> _What is needed_
Restate word for word the lines that begin the listing and end with the line holding "Locate the green leaf.".

> _The data_
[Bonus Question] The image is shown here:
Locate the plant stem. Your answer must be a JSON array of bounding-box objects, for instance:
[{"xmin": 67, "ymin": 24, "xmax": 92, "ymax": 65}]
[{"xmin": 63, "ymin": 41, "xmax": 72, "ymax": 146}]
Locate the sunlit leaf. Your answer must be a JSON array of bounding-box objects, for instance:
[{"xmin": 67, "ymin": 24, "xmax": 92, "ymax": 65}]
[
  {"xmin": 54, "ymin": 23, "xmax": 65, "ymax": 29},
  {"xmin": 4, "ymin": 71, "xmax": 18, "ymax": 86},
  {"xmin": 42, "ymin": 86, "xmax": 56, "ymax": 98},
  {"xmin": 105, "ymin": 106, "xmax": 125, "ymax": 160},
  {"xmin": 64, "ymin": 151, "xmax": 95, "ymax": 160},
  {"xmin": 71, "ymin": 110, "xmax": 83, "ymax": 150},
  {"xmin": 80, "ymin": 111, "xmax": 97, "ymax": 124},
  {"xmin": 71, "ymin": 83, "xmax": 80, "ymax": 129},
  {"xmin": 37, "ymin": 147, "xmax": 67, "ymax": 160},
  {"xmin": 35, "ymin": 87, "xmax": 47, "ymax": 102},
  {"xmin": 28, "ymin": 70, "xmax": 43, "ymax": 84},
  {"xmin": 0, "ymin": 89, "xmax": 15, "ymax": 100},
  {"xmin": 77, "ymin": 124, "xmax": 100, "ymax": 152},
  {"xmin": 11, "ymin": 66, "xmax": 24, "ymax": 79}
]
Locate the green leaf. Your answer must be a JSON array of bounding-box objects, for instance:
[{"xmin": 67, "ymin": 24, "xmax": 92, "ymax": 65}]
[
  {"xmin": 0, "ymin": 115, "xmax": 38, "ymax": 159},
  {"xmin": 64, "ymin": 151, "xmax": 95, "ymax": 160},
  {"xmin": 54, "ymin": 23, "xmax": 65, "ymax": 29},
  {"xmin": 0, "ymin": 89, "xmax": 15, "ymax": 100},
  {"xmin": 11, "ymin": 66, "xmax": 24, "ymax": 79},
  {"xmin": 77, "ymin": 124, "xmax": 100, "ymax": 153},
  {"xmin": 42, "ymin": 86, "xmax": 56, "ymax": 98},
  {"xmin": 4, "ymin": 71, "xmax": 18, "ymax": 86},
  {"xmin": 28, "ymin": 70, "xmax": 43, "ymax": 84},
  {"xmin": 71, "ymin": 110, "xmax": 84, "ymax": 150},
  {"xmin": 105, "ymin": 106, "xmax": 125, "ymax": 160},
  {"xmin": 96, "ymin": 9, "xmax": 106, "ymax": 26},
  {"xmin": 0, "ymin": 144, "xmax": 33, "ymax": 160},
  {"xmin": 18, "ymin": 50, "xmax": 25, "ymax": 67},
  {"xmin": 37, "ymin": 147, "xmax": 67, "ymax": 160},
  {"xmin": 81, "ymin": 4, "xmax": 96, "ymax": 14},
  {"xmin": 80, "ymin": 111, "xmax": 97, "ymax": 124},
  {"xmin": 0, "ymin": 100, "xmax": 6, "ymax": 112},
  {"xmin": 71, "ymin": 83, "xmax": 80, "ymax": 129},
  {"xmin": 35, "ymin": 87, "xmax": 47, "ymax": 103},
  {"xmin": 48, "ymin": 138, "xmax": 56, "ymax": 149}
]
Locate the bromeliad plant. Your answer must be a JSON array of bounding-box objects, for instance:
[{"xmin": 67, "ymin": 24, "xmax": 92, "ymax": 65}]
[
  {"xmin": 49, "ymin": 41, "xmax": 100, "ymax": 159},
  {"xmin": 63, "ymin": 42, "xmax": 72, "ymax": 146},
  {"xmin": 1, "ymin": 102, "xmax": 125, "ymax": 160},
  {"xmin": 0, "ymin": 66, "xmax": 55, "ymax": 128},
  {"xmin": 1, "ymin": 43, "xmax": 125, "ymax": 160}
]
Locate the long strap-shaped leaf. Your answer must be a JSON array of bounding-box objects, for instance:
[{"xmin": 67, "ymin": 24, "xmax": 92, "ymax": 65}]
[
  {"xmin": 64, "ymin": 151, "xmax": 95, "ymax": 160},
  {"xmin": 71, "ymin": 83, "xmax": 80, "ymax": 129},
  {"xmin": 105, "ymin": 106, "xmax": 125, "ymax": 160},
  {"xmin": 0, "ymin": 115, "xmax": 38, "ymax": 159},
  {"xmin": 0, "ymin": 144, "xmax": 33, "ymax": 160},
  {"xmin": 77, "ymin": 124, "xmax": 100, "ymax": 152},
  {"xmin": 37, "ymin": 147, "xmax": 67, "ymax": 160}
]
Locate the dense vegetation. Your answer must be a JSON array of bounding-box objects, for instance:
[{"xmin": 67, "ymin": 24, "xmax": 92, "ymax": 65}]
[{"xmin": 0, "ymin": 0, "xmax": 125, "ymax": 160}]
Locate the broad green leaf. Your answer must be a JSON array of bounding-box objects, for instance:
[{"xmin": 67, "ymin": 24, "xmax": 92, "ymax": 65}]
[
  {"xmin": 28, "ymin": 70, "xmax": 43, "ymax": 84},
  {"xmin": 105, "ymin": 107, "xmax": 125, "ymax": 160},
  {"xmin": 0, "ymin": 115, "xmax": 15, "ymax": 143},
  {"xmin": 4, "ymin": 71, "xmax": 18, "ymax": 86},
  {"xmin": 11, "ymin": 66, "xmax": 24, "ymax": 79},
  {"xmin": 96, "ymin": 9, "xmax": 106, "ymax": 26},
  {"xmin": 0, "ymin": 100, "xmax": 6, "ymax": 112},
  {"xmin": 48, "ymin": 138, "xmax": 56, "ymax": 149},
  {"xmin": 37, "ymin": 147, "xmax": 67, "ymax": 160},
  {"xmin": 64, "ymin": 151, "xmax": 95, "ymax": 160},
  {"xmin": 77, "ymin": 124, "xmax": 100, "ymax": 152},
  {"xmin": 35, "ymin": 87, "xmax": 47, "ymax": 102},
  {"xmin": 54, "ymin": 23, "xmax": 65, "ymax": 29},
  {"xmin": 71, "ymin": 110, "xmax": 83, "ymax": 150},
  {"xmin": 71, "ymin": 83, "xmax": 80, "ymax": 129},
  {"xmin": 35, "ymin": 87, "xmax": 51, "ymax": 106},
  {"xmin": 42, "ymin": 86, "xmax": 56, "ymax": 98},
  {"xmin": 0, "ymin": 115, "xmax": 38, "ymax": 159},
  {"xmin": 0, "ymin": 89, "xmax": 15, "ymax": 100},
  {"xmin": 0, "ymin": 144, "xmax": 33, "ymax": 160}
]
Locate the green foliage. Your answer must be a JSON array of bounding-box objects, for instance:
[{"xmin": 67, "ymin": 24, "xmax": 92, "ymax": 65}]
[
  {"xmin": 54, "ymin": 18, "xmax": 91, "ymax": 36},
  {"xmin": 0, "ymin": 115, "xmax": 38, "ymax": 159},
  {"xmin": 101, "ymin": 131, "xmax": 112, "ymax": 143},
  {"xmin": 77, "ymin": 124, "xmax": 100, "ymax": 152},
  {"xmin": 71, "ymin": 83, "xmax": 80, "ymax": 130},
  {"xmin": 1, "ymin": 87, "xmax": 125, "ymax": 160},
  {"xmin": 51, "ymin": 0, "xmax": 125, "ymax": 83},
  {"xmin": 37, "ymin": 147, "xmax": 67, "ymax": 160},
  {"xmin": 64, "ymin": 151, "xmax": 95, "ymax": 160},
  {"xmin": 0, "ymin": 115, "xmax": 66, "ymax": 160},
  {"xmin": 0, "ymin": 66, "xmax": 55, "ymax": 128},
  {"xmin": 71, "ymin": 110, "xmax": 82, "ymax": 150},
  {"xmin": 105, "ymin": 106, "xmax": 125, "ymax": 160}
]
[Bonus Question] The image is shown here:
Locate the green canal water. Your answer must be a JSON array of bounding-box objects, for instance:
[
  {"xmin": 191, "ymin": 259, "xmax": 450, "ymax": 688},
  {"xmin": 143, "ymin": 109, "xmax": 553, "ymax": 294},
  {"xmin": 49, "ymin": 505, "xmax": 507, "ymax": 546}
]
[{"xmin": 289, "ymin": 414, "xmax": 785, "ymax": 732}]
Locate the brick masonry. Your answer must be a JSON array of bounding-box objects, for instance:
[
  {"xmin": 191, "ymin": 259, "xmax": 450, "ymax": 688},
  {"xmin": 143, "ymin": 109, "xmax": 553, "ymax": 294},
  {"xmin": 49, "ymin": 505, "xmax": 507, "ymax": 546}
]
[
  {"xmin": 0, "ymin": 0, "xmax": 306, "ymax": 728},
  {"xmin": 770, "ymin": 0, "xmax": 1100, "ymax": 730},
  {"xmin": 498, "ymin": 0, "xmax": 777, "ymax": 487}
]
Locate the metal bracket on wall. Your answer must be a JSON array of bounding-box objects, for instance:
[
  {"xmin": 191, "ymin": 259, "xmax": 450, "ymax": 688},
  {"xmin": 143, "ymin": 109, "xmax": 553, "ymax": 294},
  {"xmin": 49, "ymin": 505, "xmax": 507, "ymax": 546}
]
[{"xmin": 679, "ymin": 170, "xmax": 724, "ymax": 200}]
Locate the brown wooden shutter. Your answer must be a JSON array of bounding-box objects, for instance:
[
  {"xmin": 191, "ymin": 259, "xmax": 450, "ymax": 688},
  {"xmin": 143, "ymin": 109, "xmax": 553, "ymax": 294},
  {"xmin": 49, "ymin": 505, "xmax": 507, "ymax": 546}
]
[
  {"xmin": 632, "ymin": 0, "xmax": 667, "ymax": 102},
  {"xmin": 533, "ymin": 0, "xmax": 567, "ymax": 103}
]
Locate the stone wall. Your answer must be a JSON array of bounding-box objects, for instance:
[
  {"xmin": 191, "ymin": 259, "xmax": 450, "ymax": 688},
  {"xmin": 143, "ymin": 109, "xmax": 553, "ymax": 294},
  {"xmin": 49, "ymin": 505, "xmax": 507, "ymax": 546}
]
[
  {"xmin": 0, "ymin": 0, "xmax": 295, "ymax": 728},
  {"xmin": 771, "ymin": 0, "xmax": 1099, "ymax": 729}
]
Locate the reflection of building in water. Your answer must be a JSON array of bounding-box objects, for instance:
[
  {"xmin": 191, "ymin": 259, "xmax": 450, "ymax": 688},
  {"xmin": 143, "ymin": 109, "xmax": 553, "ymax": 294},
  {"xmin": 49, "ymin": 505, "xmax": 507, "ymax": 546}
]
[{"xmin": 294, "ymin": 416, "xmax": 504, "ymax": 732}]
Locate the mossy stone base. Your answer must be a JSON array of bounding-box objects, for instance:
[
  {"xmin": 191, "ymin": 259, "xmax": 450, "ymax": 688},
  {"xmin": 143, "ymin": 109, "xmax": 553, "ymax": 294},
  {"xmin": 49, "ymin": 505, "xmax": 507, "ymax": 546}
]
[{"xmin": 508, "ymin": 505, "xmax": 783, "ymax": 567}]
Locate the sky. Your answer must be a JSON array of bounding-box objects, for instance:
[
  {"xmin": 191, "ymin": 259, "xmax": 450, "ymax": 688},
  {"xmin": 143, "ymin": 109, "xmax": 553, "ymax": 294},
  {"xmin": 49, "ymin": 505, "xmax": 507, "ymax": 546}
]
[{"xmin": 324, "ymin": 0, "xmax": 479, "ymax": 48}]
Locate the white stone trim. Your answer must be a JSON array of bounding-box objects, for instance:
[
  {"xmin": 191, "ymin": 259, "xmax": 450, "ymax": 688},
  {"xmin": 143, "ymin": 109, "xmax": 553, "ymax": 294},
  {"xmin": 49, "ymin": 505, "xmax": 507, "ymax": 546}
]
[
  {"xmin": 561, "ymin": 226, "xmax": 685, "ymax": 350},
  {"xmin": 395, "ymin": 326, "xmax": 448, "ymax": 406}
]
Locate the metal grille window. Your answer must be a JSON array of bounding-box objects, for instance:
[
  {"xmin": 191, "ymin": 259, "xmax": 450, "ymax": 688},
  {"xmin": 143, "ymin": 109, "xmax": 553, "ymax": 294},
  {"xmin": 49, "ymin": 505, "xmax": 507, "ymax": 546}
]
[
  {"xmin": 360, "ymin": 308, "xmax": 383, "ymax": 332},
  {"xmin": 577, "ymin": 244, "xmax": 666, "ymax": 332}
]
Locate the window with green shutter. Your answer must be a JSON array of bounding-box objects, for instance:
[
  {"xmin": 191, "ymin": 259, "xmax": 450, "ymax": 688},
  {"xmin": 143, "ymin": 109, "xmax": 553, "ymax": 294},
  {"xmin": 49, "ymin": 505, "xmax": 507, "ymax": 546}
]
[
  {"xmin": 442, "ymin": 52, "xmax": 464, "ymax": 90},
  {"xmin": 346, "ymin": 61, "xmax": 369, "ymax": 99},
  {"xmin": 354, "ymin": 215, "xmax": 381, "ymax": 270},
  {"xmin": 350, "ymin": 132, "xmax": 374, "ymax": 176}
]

> _Solved problem_
[Bonus Question] The image is shown here:
Locate the plant stem. Your answer must be a JSON array of bounding-box objects, for instance:
[{"xmin": 67, "ymin": 24, "xmax": 92, "ymax": 65}]
[{"xmin": 63, "ymin": 41, "xmax": 72, "ymax": 146}]
Locate the sunlit leaf. Your answer must be a JSON array of bounding-box objects, for instance:
[{"xmin": 67, "ymin": 24, "xmax": 92, "ymax": 65}]
[
  {"xmin": 54, "ymin": 23, "xmax": 65, "ymax": 29},
  {"xmin": 4, "ymin": 71, "xmax": 18, "ymax": 86},
  {"xmin": 42, "ymin": 86, "xmax": 56, "ymax": 98},
  {"xmin": 105, "ymin": 106, "xmax": 125, "ymax": 160},
  {"xmin": 64, "ymin": 151, "xmax": 95, "ymax": 160},
  {"xmin": 71, "ymin": 110, "xmax": 83, "ymax": 150},
  {"xmin": 80, "ymin": 111, "xmax": 97, "ymax": 124},
  {"xmin": 71, "ymin": 83, "xmax": 80, "ymax": 129},
  {"xmin": 37, "ymin": 147, "xmax": 67, "ymax": 160},
  {"xmin": 35, "ymin": 87, "xmax": 47, "ymax": 102},
  {"xmin": 28, "ymin": 70, "xmax": 43, "ymax": 84},
  {"xmin": 0, "ymin": 89, "xmax": 15, "ymax": 100},
  {"xmin": 77, "ymin": 124, "xmax": 100, "ymax": 152},
  {"xmin": 11, "ymin": 66, "xmax": 24, "ymax": 79}
]
Locate the green leaf. Your answer must be a JSON array of bounding-box objects, for instance:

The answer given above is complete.